Instruction: Can you lay out all the rows below as a numbered list, skipping any blank lines and leaving out the pictures?

Record excerpts:
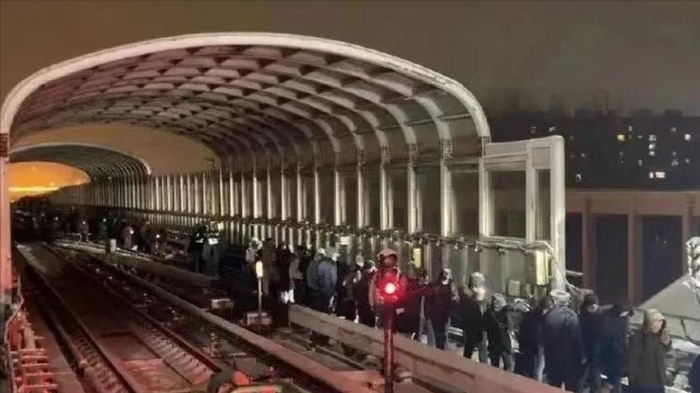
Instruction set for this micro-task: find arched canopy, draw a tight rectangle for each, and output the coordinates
[10,143,151,179]
[0,33,489,172]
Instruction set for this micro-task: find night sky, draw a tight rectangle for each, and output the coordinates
[0,0,700,195]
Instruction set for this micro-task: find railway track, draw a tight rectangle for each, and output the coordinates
[41,240,451,392]
[17,246,221,393]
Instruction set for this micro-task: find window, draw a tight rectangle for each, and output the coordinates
[490,171,525,238]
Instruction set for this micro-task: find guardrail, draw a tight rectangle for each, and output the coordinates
[289,306,562,393]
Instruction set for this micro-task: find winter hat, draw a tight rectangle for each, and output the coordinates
[469,272,486,288]
[581,293,600,308]
[491,293,508,310]
[549,289,571,305]
[644,308,666,328]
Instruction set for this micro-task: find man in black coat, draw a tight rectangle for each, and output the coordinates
[459,272,488,363]
[484,293,514,371]
[578,293,603,392]
[542,289,585,393]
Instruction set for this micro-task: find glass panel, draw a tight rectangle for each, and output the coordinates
[536,170,552,240]
[490,171,525,238]
[364,168,381,228]
[389,170,408,230]
[302,175,314,221]
[452,171,479,236]
[258,174,267,217]
[319,171,335,224]
[416,167,440,233]
[284,176,299,218]
[343,176,357,226]
[270,173,282,218]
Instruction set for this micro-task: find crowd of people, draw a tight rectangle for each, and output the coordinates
[245,239,671,393]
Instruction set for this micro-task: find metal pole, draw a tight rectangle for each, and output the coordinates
[384,304,394,393]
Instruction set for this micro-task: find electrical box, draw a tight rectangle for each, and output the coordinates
[532,250,550,285]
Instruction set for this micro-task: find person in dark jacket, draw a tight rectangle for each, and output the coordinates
[542,289,585,393]
[578,293,603,392]
[426,269,459,349]
[515,296,552,382]
[316,250,340,314]
[599,302,631,393]
[352,261,377,327]
[396,264,428,341]
[484,293,514,371]
[627,308,671,393]
[305,249,326,311]
[459,272,488,363]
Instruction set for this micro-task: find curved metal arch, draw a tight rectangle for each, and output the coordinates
[10,143,151,178]
[0,33,488,165]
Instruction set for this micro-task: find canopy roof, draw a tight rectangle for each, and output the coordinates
[0,33,489,172]
[10,143,151,179]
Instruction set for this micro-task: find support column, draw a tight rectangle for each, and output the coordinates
[201,171,211,216]
[627,208,641,304]
[681,197,694,274]
[192,173,202,214]
[240,173,250,217]
[440,140,452,236]
[581,198,598,291]
[279,167,290,219]
[218,168,226,217]
[313,163,321,224]
[253,168,262,218]
[406,145,418,233]
[355,160,367,228]
[294,165,305,221]
[333,166,345,226]
[228,165,237,217]
[379,147,391,230]
[265,166,275,220]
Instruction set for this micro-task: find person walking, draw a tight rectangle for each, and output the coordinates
[627,308,672,393]
[484,293,514,371]
[542,289,585,393]
[515,296,552,382]
[316,249,340,314]
[306,249,326,311]
[426,268,459,349]
[459,272,488,363]
[578,293,603,392]
[352,261,377,327]
[599,302,631,393]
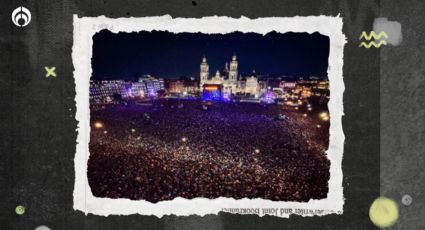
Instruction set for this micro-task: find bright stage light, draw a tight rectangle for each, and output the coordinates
[319,112,329,121]
[94,122,103,129]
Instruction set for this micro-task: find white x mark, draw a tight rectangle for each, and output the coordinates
[44,66,56,77]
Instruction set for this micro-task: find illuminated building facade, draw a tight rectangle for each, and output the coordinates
[199,55,245,94]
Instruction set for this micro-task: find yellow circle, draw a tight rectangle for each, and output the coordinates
[369,197,398,228]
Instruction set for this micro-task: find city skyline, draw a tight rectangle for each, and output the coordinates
[92,30,329,80]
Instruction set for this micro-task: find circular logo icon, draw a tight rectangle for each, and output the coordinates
[12,6,31,27]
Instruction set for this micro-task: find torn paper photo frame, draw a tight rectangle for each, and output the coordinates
[72,15,346,217]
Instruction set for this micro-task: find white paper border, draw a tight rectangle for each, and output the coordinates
[72,15,346,217]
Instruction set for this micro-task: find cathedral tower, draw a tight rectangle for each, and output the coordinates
[229,55,238,83]
[199,56,209,89]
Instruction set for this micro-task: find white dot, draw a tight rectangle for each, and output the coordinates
[401,194,413,206]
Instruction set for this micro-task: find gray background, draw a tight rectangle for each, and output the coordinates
[0,0,425,230]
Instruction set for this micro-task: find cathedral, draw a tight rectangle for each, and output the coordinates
[199,55,240,94]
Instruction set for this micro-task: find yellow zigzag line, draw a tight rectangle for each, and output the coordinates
[359,31,388,41]
[359,41,387,49]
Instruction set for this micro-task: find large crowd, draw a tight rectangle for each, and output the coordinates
[88,100,330,202]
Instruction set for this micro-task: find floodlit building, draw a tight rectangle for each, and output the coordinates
[199,55,245,94]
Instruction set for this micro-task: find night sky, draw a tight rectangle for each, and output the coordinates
[92,30,329,80]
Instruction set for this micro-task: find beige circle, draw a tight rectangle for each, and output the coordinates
[369,197,399,228]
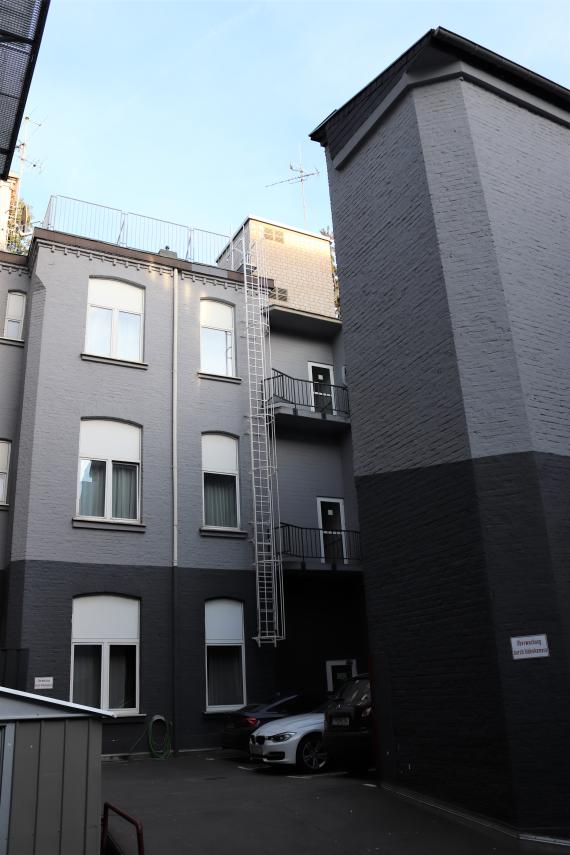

Answer to the problem:
1. Instruction set for this micro-task: find arched canopy, draw a tight rectangle for each, and output the coordinates
2. [10,143,151,179]
3. [0,33,489,172]
4. Instruction set for this micro-task: find night sky, draw a tight rectangle for each, and output the coordinates
5. [0,0,700,195]
6. Instruction set for this micro-task: find railway track, draw a tight rectangle for each, and output the coordinates
7. [41,240,451,392]
8. [17,246,221,393]
9. Instruction set for this micro-task: find window, draw a tight rectangle for each, and output the coordinates
10. [490,171,525,238]
11. Instruction set for this micro-task: find guardrail, draw a tight rectangle for each, and output the coordinates
12. [289,306,562,393]
13. Instruction set for this micro-task: find winter hat, draw a tight rectangle for each, and output the coordinates
14. [469,272,486,288]
15. [581,293,600,308]
16. [491,293,508,310]
17. [549,289,571,305]
18. [644,308,666,328]
19. Instruction set for this micro-task: find man in black coat, draw a tight rectangle for each, and output the coordinates
20. [459,272,488,363]
21. [484,293,514,371]
22. [578,293,603,392]
23. [542,289,585,393]
24. Instruction set for this micro-task: find glass panel, draw a tight rectangle for each, and output the coordinates
25. [536,170,552,240]
26. [490,171,525,238]
27. [364,168,381,228]
28. [389,170,408,230]
29. [302,175,314,221]
30. [452,171,479,236]
31. [258,174,267,217]
32. [319,171,335,224]
33. [416,167,440,233]
34. [284,176,299,218]
35. [343,176,357,226]
36. [270,173,282,218]
37. Instruction set for this micro-task: find crowd of people, draw a tight rectangle for each, and output the coordinates
38. [245,239,671,393]
39. Instruction set for this micro-task: find metal pole, draw a tight rectangle for each, and output the coordinates
40. [384,304,394,393]
41. Instruction set for this micro-task: find electrical box, draw a tight rectangle for each, and output the coordinates
42. [532,250,550,285]
43. Instruction set for this micro-task: find person in dark jacket, draw a tight rectangle for each, and output the coordinates
44. [542,289,585,393]
45. [578,293,603,392]
46. [426,269,459,349]
47. [515,296,552,382]
48. [316,250,340,314]
49. [599,302,631,393]
50. [352,261,377,327]
51. [396,264,428,341]
52. [484,293,514,371]
53. [627,308,671,393]
54. [305,249,326,311]
55. [459,272,488,363]
56. Instruction set for this micro-task: find curved metal arch, draw a tight rectangle for each, and output the coordinates
57. [10,143,151,178]
58. [0,33,488,165]
59. Instruction set for this micro-task: find canopy roof, draw a tight rectangle for each, and output the coordinates
60. [0,33,489,172]
61. [10,143,151,179]
62. Instruction set for this micro-task: find support column, draw a tight rectangle for each, and output the coordinates
63. [201,171,211,216]
64. [627,208,641,304]
65. [681,197,694,274]
66. [192,173,202,214]
67. [240,173,250,217]
68. [440,140,452,236]
69. [581,198,598,291]
70. [279,167,290,219]
71. [218,168,226,217]
72. [313,163,321,224]
73. [253,168,262,218]
74. [406,145,418,233]
75. [355,160,367,228]
76. [294,165,305,221]
77. [333,166,345,226]
78. [228,165,237,217]
79. [379,147,391,230]
80. [265,166,275,220]
81. Instruction set for this micro-task: find person walking, draw a tight rectangle for each, and output the coordinates
82. [627,308,672,393]
83. [484,293,514,371]
84. [542,289,585,393]
85. [515,296,552,382]
86. [316,249,340,314]
87. [306,249,326,311]
88. [426,268,459,349]
89. [459,272,488,363]
90. [578,293,603,392]
91. [352,261,377,327]
92. [599,302,631,393]
93. Instruction set for this micro-task: find bright stage light, draw a tight rectangle for each, and output the coordinates
94. [319,112,329,121]
95. [94,122,103,129]
96. Instruction set for this micro-task: find white x mark, draw a tight rectangle for each, and output the coordinates
97. [44,66,56,77]
98. Instruction set for this micro-task: find illuminated building facade, draw a tight rectangle for each, and output the coordinates
99. [199,55,245,94]
100. Instruction set for this micro-task: find yellow circle, draw a tight rectangle for each, and output the coordinates
101. [369,197,398,228]
102. Instruction set for this micro-task: find city skyline, draw a tight rectangle for each, and output the coordinates
103. [92,30,329,80]
104. Instruction set for this micro-task: find circular logo icon, draw a tight rectangle for each, and output the coordinates
105. [12,6,31,27]
106. Instruction set for this micro-task: find torn paper photo frame, draw a tight rectangle for each, and output the coordinates
107. [72,15,346,217]
108. Instruction set for this micro-task: find white paper border, draw a tight rectangle for each, and output the coordinates
109. [72,15,346,217]
110. Instruction set for this micro-task: find cathedral tower, draw a tight rectangle for each, and output the coordinates
111. [229,55,238,83]
112. [199,56,209,89]
113. Instruction set for this micro-task: find white dot, draw a tight rectangle for each, and output the coordinates
114. [401,194,413,206]
115. Instruction set for this micro-task: find gray background, draw a tight rectangle for each, and output the coordinates
116. [0,0,425,230]
117. Instruction set for this micro-task: find cathedral, draw a tight rectangle for each, and output the coordinates
118. [199,55,240,94]
119. Instruction set for this micro-task: find yellow zigzag line, draw a tight rectangle for each, and output the coordinates
120. [359,31,388,41]
121. [359,41,387,49]
122. Instruction set for this micro-task: find large crowd, draw a tight rectangle for each, and output the coordinates
123. [88,100,330,202]
124. Instruction set for this micro-task: find floodlit building, draw a tight rectangle for each, and output the coordinates
125. [199,55,245,94]
126. Instruction set for this micro-task: find night sky, draw a tight rectangle for each, and output the coordinates
127. [92,30,329,80]
128. Instruction set for this micro-task: find beige circle, draw a tight rectangle for each, and output the coordinates
129. [369,197,399,228]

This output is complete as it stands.